Often when you work on projects that process people’s identity, you might need a class representing a Person. As a start, let’s consider the following implementation:

struct Person
{
    std::string firstName;
    std::string lastName;

    int pesel_id {};
    
    // ...
};

Person myself { "Adam", "Kowal", 94120612345 };

std::cout << "I'm " << myself.firstName << " ";
std::cout << myself.lastName << " and my ID is: " << myself.pesel_id << std::endl;

but the computer output was not exactly as expected …

I'm Adam Kowal and my ID is: -368668167

The magic pesel_id field is a PESEL ID number used in Polish jurisdiction, similar to the Social Security Number in USA, or 15 digit Carte Vitale in France, for instance. Quite a useful field in a database since it is unique to every citizen. Even more, it has some useful information encoded, which is a date of birth and gender, so we gain both information in one member. However, the thing is that PESEL requires 11 digits, which in our example simply did not fit into the int type. Although I think it would be even worse if it did because we’d leave the class without a proper lesson and with a potential bomb in the code…

The first lesson is always to check if the range of our data fits into the range of a chosen type, such as int. To do this, we need to answer how many bits are necessary to store an 11 digits long number?

Since for 8 bits without a sign this value is 2^8^-1 = 255, then our question boils down to answer what is the lowest number of bits, denoted as N, which fulfills 2^N^-1≥99999999999.

A simple calculation provides *N*≥37. Now we see what happened - since int in our system is stored on 4 bytes, as can be easily verified invoking the sizeof( int ) operator, only parts of bits could be stored, while the leftmost turned the value to be negative. This error seems obvious now but how many times we set some values, for example, read from a spread sheet, not checking their range. Also, frequently we overlook messages issued by a compiler, which warned us also in this case.

The second lesson comes when we try to fix the above problem. Well, on 64-bit systems, the simplest is to choose a type with more bits, such as unsigned long long. Useful but still does not free us from checking if 8 * sizeof(unsigned long long) > 36 on all systems we wish to have our code working. Maybe an alternative is to use an array, each cell for a separate digit. Surely std::vector will work, but std::array<unsigned char, 11> may be more efficient since the number of digits is always the same. However, still, it is at least 11 bytes of storage which may be further aligned depending on the system properties. No good for a database.

Can we do better? Yes, we can ;)

DATA TO PROCESS:

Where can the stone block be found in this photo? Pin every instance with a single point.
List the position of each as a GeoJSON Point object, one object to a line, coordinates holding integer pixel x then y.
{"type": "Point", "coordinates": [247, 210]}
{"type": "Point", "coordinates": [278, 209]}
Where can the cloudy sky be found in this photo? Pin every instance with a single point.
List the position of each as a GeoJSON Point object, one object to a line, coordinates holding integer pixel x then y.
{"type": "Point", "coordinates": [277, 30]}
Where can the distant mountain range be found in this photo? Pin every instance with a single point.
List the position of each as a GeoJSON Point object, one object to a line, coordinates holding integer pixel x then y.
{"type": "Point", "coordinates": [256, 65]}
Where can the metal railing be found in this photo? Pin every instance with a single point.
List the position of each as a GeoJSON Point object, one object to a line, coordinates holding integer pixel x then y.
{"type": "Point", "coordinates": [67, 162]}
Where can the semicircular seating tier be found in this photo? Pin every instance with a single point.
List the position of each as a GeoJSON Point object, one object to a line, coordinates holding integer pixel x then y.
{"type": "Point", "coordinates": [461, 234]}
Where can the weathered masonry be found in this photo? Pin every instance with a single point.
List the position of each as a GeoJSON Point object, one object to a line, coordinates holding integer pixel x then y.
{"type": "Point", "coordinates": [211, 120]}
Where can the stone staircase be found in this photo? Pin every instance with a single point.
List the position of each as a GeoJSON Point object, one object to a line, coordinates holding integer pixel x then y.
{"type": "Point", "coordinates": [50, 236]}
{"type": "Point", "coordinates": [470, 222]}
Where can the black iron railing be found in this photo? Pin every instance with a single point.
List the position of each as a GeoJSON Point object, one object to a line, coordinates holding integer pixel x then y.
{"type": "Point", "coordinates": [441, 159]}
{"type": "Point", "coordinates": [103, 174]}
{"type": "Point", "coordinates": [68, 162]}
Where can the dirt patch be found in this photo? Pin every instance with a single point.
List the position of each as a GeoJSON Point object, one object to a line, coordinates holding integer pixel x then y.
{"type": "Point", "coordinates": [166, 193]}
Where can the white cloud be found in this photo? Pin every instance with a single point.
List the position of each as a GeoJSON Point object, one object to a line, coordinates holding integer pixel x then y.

REQUIRED WORK:
a) Print the passage from the PESEL ID text starting with "The first lesson" and going on through "in this case.".
b) Arrange the lines of the records, starting with the line with "Where can the white" and going on through the end of the records, as a JSON list of strings with one string per line and blank lines left out.

OUTPUTS IN ORDER:
a)
The first lesson is always to check if the range of our data fits into the range of a chosen type, such as int. To do this, we need to answer how many bits are necessary to store an 11 digits long number?

Since for 8 bits without a sign this value is 2^8^-1 = 255, then our question boils down to answer what is the lowest number of bits, denoted as N, which fulfills 2^N^-1≥99999999999.

A simple calculation provides *N*≥37. Now we see what happened - since int in our system is stored on 4 bytes, as can be easily verified invoking the sizeof( int ) operator, only parts of bits could be stored, while the leftmost turned the value to be negative. This error seems obvious now but how many times we set some values, for example, read from a spread sheet, not checking their range. Also, frequently we overlook messages issued by a compiler, which warned us also in this case.

b)
[
  "Where can the white cloud be found in this photo? Pin every instance with a single point.",
  "List the position of each as a GeoJSON Point object, one object to a line, coordinates holding integer pixel x then y."
]